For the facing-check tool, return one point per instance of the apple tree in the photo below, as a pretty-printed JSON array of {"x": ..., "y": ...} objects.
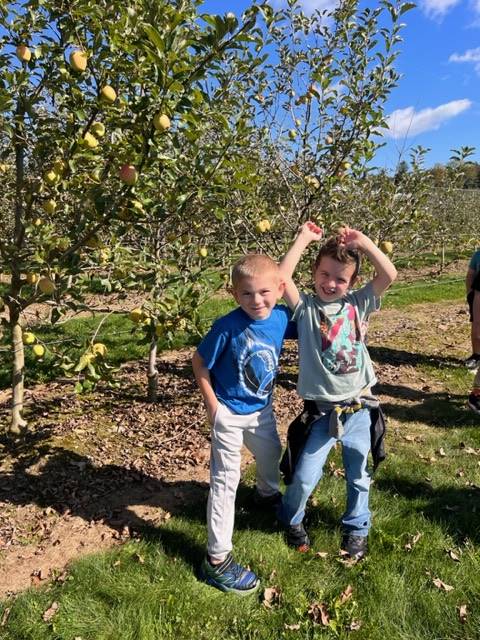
[{"x": 97, "y": 100}]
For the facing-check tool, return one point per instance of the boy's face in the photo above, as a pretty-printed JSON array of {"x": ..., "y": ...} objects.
[
  {"x": 258, "y": 294},
  {"x": 333, "y": 279}
]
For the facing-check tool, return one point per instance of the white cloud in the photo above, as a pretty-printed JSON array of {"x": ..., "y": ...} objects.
[
  {"x": 404, "y": 123},
  {"x": 471, "y": 55},
  {"x": 437, "y": 9}
]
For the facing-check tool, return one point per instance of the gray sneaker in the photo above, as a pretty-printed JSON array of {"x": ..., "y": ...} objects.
[{"x": 229, "y": 576}]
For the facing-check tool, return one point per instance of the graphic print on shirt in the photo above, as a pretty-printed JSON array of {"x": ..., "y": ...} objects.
[
  {"x": 342, "y": 341},
  {"x": 257, "y": 365}
]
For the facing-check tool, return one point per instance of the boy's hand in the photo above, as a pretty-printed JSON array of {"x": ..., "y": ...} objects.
[{"x": 311, "y": 232}]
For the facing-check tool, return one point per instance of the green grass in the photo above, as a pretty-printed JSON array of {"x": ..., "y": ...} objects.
[
  {"x": 451, "y": 287},
  {"x": 428, "y": 259},
  {"x": 115, "y": 332},
  {"x": 149, "y": 590}
]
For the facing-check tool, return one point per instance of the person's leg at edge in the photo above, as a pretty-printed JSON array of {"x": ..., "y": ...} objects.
[
  {"x": 355, "y": 448},
  {"x": 308, "y": 472},
  {"x": 474, "y": 397}
]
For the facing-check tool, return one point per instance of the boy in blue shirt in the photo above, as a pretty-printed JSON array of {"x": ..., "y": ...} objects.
[
  {"x": 235, "y": 367},
  {"x": 473, "y": 298},
  {"x": 335, "y": 375}
]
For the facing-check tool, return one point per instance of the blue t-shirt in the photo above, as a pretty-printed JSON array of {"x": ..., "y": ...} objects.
[{"x": 242, "y": 357}]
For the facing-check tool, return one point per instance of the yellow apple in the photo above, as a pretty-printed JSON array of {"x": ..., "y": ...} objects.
[
  {"x": 38, "y": 350},
  {"x": 98, "y": 129},
  {"x": 93, "y": 242},
  {"x": 263, "y": 225},
  {"x": 59, "y": 167},
  {"x": 90, "y": 141},
  {"x": 46, "y": 286},
  {"x": 99, "y": 349},
  {"x": 386, "y": 246},
  {"x": 137, "y": 206},
  {"x": 49, "y": 206},
  {"x": 23, "y": 53},
  {"x": 108, "y": 94},
  {"x": 78, "y": 60},
  {"x": 313, "y": 182},
  {"x": 136, "y": 315},
  {"x": 51, "y": 177},
  {"x": 128, "y": 174},
  {"x": 161, "y": 122},
  {"x": 28, "y": 337}
]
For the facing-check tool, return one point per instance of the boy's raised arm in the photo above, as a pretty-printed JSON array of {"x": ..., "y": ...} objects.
[
  {"x": 308, "y": 233},
  {"x": 385, "y": 270}
]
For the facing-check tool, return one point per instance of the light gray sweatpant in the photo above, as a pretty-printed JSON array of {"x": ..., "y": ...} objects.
------------------------------------------------------------------------
* Problem to work on *
Leave the images aside and transcribe all entries exactly.

* Exercise output *
For the facing-check tool, return one point per instance of the apple tree in the photo below, as a pretty-printed JSON array of {"x": ..., "y": ...} objects.
[{"x": 97, "y": 100}]
For the facing-check tool, return one point per instance of the boy's face in the photo above, as a pretty-printed JSON array of {"x": ..., "y": ...} objects.
[
  {"x": 258, "y": 294},
  {"x": 333, "y": 279}
]
For the facing-check tool, return one point per instance of the white cloud in the photo above, as a pretty-printed JSON array of {"x": ..., "y": ...} objects.
[
  {"x": 404, "y": 123},
  {"x": 471, "y": 55},
  {"x": 437, "y": 9}
]
For the facing-check tool, return one point per instance of the gray sneaker in the photo above, as a pretty-printed JSON array of {"x": ..., "y": ...} objects.
[{"x": 229, "y": 576}]
For the facing-check tool, return one point per instance of the graphic print on shirt in the photo above, as a pretty-printed JSON array of {"x": ..., "y": ...} objects.
[
  {"x": 342, "y": 341},
  {"x": 257, "y": 365}
]
For the facing-check tool, return one point per instance of the boy's hand in the photo above, as a pretty-printed JSON array of {"x": ..., "y": ...} objects.
[{"x": 311, "y": 232}]
For the facing-check tool, return one point per instance of the green grass in the photo above, as a pretty-printed JSON array of {"x": ..., "y": ...} objects.
[
  {"x": 451, "y": 287},
  {"x": 428, "y": 259},
  {"x": 115, "y": 332},
  {"x": 149, "y": 590}
]
For the facing-check tool, return one point per instance of the person's leg at edge in the photo above, as a pretty-printed JSON array of {"x": ..., "y": ...} objects.
[
  {"x": 355, "y": 448},
  {"x": 308, "y": 472},
  {"x": 474, "y": 397}
]
For the facing-check tool, return one point per instance of the boy in blue shirt in the photo above, as a pretty-printed JSON array of {"x": ..., "y": ...} objects.
[
  {"x": 235, "y": 367},
  {"x": 473, "y": 298},
  {"x": 335, "y": 375}
]
For the facing-check tool, return one point per instance of the blue t-shirt in the photo above, as a pretty-printed JSON array of {"x": ..., "y": ...} objects.
[{"x": 242, "y": 357}]
For the facing-check tool, return one point per instance of the yellow apple in the photo above, as a pretty-printed JSON array of {"x": ..., "y": ...} objects.
[
  {"x": 38, "y": 350},
  {"x": 98, "y": 129},
  {"x": 93, "y": 242},
  {"x": 263, "y": 225},
  {"x": 59, "y": 167},
  {"x": 90, "y": 141},
  {"x": 46, "y": 286},
  {"x": 99, "y": 349},
  {"x": 386, "y": 246},
  {"x": 137, "y": 206},
  {"x": 49, "y": 206},
  {"x": 23, "y": 53},
  {"x": 108, "y": 94},
  {"x": 78, "y": 60},
  {"x": 313, "y": 182},
  {"x": 136, "y": 315},
  {"x": 51, "y": 177},
  {"x": 128, "y": 174},
  {"x": 161, "y": 122},
  {"x": 28, "y": 337}
]
For the facing-check tool, return one point per instance of the boy's raised arm in the photo above, as a pretty-printed JSON array of {"x": ..., "y": ...} objects.
[
  {"x": 308, "y": 233},
  {"x": 385, "y": 270}
]
For the facing-check tool, return one point per instance of the light gray sweatpant in the photo above, as a pretty-printed JSON array of {"x": ..., "y": ...} objects.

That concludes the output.